Given request: Can you pull out every line from the start of the rows through the line containing "0 0 650 330", both ends included, and reproduce them word for word?

Image rows on named regions:
------------------------------------------------------------
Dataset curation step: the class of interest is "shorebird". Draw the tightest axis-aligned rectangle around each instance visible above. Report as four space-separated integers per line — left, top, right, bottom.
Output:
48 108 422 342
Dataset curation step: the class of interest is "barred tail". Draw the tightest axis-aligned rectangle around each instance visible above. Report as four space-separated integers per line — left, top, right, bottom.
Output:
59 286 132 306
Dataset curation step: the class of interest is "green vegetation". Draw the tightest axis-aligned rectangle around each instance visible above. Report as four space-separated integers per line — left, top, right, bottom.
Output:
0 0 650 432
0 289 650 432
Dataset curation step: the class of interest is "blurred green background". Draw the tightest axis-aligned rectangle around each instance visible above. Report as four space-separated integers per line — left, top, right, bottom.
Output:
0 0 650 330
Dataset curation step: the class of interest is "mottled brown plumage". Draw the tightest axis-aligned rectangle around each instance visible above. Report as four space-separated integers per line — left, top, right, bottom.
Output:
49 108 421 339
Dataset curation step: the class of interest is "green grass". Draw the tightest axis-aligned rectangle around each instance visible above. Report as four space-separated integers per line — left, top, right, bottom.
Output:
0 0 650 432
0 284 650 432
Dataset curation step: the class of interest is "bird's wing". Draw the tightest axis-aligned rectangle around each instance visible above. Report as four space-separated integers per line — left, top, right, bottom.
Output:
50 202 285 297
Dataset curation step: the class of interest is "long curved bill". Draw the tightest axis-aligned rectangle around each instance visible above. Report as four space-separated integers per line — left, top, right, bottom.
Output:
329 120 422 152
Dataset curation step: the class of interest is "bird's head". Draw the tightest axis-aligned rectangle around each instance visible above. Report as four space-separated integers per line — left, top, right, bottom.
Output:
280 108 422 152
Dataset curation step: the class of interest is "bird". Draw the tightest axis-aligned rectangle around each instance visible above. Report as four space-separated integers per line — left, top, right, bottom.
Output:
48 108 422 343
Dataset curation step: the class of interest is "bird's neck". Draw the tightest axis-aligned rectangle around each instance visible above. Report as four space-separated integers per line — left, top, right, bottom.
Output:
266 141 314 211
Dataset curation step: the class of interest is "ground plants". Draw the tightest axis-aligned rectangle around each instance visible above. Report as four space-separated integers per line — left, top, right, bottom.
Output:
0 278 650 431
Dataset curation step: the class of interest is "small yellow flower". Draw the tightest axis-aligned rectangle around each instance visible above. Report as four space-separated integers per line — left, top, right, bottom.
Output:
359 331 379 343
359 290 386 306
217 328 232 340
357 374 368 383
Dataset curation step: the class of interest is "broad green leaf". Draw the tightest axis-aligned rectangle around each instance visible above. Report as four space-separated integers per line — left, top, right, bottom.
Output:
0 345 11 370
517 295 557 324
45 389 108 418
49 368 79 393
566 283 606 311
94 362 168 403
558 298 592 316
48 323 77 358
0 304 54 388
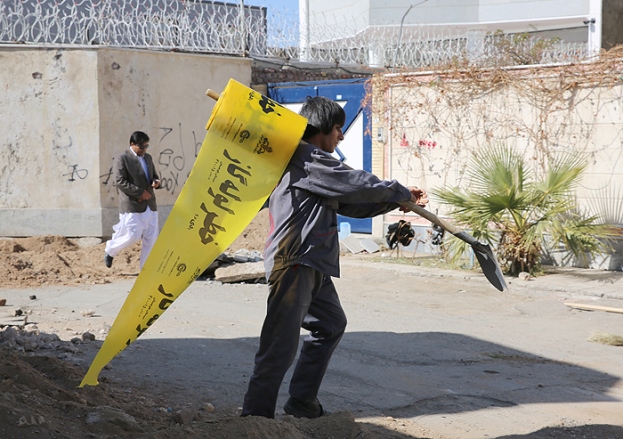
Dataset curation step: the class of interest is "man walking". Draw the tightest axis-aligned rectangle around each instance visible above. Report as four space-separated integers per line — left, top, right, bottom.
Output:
104 131 160 269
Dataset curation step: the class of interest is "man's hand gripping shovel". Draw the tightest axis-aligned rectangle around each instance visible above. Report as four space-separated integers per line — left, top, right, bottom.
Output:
400 201 508 291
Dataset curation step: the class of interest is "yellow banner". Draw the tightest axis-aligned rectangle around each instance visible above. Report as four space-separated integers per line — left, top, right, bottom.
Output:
80 79 307 387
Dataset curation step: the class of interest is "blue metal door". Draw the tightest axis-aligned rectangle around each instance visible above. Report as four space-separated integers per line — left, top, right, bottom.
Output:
268 79 372 233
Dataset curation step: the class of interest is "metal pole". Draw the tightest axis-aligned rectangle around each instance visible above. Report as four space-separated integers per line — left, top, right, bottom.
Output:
392 0 428 73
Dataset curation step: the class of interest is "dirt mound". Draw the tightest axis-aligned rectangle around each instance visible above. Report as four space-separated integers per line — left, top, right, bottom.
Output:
0 209 268 288
0 327 388 439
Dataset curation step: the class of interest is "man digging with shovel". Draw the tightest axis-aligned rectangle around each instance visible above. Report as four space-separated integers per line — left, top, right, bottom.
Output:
242 97 428 418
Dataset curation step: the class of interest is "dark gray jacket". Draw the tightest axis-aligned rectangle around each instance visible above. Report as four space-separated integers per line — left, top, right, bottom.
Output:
112 147 160 213
264 142 411 277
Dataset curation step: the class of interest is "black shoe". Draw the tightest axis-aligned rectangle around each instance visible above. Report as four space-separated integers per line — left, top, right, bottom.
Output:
104 253 113 268
283 397 329 419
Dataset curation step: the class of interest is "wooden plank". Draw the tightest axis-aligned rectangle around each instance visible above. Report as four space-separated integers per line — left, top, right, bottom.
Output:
565 302 623 314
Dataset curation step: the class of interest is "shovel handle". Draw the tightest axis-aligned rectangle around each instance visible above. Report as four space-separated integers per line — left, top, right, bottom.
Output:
400 201 462 235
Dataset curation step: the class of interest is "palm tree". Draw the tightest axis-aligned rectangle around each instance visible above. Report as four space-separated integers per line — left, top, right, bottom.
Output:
431 145 614 275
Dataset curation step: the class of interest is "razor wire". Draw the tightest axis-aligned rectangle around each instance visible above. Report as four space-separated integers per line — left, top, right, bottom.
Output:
0 0 587 69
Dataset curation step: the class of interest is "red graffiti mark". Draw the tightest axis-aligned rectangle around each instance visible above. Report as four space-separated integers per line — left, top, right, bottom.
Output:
419 139 437 150
400 134 409 147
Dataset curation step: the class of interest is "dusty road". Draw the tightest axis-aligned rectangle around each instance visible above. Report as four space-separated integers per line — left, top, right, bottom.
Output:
0 258 623 439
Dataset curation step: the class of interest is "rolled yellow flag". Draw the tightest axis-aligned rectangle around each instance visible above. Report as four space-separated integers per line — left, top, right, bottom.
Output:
80 79 307 387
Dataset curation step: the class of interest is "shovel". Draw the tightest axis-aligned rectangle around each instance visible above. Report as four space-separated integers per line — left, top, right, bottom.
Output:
400 201 508 291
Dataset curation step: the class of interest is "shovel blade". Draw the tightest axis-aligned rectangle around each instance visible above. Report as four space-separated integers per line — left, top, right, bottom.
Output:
472 242 508 291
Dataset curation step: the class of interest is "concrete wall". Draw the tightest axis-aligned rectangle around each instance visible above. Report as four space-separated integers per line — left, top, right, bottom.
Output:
372 69 623 270
601 0 623 49
310 0 592 33
0 46 251 237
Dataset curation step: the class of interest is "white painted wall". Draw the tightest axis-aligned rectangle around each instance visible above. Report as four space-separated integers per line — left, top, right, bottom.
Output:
0 47 251 237
299 0 601 38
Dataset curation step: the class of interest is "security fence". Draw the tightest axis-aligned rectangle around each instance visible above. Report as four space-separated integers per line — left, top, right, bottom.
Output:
0 0 587 69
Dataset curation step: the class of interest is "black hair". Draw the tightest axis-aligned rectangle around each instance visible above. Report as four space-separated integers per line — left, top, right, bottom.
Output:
299 96 346 140
130 131 149 145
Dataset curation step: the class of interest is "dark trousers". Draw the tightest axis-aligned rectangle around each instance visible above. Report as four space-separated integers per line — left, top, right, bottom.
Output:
242 265 346 418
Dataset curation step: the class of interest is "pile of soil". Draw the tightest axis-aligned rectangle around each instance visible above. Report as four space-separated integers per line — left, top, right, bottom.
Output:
0 209 268 288
0 209 404 439
0 334 392 439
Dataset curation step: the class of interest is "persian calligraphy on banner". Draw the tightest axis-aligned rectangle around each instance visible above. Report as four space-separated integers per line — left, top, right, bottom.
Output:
80 79 307 387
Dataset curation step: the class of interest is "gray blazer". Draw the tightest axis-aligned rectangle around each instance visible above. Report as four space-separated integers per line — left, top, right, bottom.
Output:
112 147 160 213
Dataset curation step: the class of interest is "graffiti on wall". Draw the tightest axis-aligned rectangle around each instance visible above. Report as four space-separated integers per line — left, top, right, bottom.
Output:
154 122 203 195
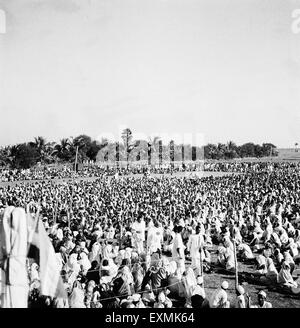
------------------------------------------------------------
Answer to this exercise:
Dataset curation step: the class of interest is "shorebird". Draw the tightest axis-aligned rectangle around each instance visible above. Report as four space-separated integers per line — left, top, right, bottom.
Output:
48 108 422 342
Dataset curation step: the class of interest is "barred tail". Draw the tightest axis-aligned rectangle around each instance visible above. Report as four space-separated integers per line — left, top, right, bottom.
Output:
59 286 132 306
Dataset curation step: the class of interest is "green vegetation". Draw the tightest axis-aligned rectangle around each instance visible above. Report as four space-separated integers per line — left, top, right, bottom.
Output:
0 0 650 432
0 289 650 432
Dataset curation step: the class of interest is "blurred green background". Draw the tightest axis-aligned rectangle around each instance visible above. Report as four space-separated integers per line — left, top, right, bottom.
Output:
0 0 650 330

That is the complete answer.